WHAT TO WORK ON: Reproduce the material below, from its beginning through the line containing "750 411 L 740", with the requests included and the pictures omitted. Multiply every number in the answers, both the outline coordinates and the viewBox dimensions, by 1.35 and round to whole numbers with halves rounded up, leaving the requests and their sample outlines unchanged.

RAW RECORDS:

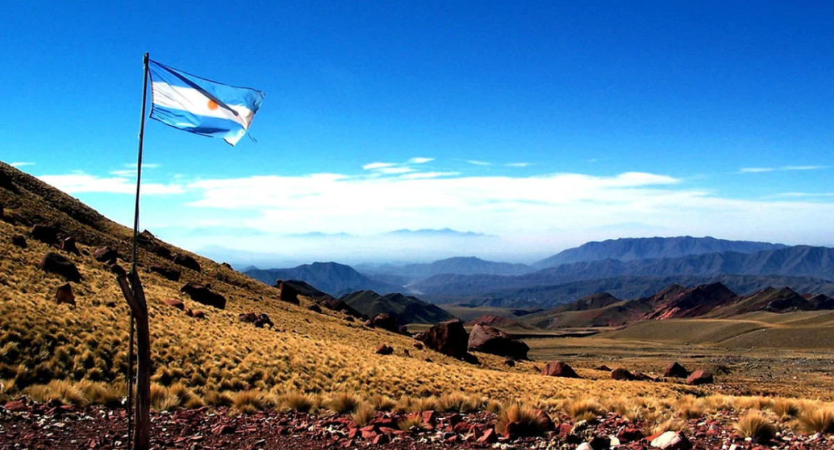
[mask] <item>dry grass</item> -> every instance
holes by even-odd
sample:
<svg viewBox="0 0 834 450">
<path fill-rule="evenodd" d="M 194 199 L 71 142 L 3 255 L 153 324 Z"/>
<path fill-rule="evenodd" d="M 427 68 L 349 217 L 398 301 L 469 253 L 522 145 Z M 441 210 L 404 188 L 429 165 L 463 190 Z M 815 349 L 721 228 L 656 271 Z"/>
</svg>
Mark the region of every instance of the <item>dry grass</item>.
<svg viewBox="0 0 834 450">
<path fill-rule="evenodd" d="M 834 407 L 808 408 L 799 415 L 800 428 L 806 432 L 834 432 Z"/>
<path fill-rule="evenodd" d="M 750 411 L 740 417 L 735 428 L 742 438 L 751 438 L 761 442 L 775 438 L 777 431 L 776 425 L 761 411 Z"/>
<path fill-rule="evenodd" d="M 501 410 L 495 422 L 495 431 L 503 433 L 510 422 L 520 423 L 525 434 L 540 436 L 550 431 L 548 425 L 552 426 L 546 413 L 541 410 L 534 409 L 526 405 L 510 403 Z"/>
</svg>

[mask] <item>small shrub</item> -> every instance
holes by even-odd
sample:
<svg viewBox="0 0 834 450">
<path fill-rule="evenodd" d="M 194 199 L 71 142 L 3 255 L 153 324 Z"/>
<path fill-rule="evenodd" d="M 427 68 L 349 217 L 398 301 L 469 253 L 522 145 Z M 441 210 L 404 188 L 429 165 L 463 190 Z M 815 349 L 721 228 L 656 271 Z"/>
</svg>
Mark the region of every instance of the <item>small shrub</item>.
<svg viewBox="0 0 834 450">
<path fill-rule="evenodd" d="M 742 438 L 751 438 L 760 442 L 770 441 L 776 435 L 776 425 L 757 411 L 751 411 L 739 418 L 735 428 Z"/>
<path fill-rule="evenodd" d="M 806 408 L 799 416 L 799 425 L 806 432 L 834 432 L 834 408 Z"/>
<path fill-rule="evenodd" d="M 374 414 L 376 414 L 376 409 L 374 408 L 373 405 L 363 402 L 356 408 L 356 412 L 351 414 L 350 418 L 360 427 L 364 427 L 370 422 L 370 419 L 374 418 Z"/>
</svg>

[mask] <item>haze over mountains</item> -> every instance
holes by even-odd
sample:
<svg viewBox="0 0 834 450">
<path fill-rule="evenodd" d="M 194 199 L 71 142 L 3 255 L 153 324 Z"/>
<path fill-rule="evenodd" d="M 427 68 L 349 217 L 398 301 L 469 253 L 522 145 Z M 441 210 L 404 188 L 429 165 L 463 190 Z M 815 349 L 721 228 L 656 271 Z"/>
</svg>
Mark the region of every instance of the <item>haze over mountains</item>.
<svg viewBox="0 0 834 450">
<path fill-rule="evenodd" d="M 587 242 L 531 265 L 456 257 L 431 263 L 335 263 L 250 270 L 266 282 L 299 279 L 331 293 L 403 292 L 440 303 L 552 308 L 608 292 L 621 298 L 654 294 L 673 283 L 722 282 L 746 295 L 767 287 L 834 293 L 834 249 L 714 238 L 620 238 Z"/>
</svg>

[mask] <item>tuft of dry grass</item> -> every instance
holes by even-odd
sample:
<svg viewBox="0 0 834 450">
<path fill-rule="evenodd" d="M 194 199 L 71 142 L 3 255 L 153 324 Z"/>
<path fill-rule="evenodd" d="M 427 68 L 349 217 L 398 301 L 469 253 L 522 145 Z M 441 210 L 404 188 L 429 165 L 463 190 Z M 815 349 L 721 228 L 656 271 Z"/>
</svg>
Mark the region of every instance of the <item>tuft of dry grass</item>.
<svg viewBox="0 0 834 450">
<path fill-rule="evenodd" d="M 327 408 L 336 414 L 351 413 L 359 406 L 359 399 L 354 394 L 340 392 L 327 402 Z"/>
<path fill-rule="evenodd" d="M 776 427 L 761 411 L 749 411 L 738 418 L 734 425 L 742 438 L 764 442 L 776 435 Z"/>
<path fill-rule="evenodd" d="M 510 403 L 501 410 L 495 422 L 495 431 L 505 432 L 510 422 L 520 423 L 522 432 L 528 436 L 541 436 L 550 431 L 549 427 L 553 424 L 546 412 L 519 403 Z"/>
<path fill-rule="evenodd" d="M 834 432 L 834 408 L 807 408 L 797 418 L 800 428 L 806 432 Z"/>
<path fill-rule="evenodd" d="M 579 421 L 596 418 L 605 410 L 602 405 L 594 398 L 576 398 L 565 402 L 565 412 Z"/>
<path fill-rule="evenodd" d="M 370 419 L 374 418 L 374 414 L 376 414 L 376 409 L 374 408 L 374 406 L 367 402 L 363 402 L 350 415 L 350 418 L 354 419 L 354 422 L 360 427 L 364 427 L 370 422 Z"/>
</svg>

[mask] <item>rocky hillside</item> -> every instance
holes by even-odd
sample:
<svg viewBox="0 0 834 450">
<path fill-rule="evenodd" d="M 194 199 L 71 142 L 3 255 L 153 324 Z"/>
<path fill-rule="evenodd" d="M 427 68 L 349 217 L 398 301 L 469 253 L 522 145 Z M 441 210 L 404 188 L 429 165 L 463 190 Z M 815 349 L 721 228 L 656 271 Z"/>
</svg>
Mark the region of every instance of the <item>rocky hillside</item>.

SOLVED EXERCISE:
[mask] <item>dry grass</item> -> every instance
holes by even-odd
sample:
<svg viewBox="0 0 834 450">
<path fill-rule="evenodd" d="M 194 199 L 71 142 L 3 255 L 153 324 Z"/>
<path fill-rule="evenodd" d="M 427 68 L 349 217 L 398 301 L 469 253 L 522 145 Z M 441 210 L 404 188 L 429 165 L 463 190 Z M 815 349 L 721 228 L 656 271 Z"/>
</svg>
Mark the region of every instance of the <item>dry grass</item>.
<svg viewBox="0 0 1126 608">
<path fill-rule="evenodd" d="M 1126 549 L 1091 551 L 1079 560 L 1080 578 L 1088 583 L 1126 583 Z"/>
<path fill-rule="evenodd" d="M 1013 555 L 999 563 L 992 578 L 1002 591 L 1014 591 L 1027 597 L 1046 591 L 1049 582 L 1048 574 L 1027 555 Z"/>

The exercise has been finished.